*TASK:*
Locate every line in the rows below that contains the string "after", matching case exactly, and copy each such line in full.

Segment Start: DATASET

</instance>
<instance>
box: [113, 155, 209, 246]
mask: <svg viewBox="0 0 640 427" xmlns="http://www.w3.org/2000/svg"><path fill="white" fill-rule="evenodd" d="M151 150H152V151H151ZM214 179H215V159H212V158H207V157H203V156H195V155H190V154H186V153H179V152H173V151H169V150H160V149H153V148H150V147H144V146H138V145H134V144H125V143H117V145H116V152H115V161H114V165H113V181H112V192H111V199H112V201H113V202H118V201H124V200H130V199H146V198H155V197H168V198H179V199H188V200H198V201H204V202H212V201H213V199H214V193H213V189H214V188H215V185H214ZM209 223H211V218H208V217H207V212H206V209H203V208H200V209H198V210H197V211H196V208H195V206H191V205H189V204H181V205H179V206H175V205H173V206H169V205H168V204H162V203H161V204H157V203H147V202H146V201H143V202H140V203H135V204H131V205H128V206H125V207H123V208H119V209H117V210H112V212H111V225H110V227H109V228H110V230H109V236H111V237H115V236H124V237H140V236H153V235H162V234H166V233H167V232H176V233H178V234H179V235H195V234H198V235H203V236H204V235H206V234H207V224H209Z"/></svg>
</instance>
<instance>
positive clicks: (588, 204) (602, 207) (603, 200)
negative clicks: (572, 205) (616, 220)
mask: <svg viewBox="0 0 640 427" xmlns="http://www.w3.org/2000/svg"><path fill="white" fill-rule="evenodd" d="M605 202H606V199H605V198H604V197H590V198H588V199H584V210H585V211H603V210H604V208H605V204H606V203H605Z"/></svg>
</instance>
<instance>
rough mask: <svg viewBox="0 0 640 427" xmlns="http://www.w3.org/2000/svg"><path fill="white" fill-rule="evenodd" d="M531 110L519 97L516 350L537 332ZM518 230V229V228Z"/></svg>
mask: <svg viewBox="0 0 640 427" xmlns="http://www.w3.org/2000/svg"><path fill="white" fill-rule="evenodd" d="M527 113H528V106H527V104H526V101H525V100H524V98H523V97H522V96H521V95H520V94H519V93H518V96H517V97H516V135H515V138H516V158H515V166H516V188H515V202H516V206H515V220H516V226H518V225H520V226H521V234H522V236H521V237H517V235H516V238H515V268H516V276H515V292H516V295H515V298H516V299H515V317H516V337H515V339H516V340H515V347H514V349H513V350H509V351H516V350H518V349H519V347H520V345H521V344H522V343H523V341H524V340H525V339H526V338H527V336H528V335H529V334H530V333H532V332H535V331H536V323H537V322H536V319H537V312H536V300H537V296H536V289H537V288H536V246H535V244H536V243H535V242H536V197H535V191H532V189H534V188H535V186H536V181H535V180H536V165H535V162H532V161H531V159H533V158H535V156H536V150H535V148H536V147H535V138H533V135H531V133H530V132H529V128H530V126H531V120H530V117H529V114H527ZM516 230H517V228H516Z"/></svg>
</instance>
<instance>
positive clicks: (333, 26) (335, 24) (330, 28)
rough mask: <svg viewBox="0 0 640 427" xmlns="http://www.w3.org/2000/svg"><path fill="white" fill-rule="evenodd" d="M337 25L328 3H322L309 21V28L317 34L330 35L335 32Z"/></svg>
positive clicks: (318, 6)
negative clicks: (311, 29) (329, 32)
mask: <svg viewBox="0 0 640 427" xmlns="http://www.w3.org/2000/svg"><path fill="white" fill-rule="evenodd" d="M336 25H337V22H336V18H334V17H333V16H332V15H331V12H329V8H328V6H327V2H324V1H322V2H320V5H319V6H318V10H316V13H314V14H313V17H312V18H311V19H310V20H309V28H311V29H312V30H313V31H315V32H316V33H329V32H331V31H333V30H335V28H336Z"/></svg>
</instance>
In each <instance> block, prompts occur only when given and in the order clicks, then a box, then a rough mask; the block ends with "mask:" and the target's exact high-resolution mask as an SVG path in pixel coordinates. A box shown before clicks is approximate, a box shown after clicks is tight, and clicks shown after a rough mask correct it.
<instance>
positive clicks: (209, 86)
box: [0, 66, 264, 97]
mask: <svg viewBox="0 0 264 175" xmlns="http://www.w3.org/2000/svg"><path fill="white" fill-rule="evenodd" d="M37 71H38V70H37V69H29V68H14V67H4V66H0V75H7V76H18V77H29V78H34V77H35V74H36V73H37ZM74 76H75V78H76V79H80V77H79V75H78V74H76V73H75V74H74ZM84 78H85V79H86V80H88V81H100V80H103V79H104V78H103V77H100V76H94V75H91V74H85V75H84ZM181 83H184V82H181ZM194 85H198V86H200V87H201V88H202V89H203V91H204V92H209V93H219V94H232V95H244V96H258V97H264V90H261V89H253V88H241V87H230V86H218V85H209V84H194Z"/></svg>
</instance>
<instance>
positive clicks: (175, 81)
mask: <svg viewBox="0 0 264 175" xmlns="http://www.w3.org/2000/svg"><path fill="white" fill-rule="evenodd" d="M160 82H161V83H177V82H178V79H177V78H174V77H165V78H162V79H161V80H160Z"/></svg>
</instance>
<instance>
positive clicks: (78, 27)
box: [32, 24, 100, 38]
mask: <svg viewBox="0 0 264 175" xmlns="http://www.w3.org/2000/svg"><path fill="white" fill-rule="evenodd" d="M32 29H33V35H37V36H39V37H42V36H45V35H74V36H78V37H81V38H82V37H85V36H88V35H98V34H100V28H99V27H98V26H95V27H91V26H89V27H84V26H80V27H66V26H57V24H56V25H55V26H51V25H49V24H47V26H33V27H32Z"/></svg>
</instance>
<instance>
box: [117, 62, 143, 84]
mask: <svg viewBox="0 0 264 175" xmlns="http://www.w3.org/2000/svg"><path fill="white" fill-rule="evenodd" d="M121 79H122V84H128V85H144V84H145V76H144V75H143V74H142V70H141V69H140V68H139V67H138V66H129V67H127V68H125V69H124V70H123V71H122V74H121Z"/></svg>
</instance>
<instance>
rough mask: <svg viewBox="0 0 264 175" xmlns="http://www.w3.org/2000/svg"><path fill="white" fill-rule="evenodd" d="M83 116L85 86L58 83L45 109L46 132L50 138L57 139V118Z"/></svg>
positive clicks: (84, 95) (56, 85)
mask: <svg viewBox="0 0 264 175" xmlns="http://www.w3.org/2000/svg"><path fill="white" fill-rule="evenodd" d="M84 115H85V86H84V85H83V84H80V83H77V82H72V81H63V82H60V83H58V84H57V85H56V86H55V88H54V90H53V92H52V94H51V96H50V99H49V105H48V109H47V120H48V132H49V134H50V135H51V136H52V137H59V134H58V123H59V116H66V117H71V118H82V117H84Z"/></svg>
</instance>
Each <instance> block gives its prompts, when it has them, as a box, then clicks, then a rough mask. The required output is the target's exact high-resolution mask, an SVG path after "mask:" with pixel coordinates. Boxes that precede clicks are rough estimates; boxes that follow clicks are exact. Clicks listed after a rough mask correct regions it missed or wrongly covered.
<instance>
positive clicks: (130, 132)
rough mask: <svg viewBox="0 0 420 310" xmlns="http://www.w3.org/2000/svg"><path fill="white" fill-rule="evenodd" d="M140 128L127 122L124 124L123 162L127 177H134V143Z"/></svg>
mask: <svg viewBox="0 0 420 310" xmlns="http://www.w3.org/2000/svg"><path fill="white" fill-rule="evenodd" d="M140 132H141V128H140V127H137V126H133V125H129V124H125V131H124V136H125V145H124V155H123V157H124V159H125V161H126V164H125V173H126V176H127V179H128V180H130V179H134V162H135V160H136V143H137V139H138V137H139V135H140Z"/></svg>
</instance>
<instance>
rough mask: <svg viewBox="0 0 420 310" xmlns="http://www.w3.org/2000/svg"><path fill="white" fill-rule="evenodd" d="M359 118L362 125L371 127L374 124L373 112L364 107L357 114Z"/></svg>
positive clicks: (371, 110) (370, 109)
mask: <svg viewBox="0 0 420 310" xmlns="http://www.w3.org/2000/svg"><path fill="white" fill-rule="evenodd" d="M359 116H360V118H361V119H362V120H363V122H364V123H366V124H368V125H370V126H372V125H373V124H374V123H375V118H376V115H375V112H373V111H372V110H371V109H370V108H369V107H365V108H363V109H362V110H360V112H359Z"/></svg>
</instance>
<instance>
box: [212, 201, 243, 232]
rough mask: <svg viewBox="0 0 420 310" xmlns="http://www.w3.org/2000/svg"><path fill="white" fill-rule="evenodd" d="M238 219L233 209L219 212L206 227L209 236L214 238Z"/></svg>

Segment End: DATASET

*YOUR RESPONSE:*
In each <instance> block, prompts occur only when given and in the order clicks, then a box, then a rough mask; the block ends with "mask:" and the target's exact high-resolution mask as an SVG path in pixel coordinates. A box shown before clicks is approximate, a box shown after clicks is tight, and clicks shown after a rough mask correct it.
Each <instance> block gives its prompts, when it has them, as a box, then clicks, then a rough mask. The required output is the target's exact high-resolution mask, an SVG path after "mask:" with pixel coordinates. Boxes that precede clicks are rough estimates; boxes that follow clicks are exact. Clicks listed after a rough mask correct regions it missed or wrongly covered.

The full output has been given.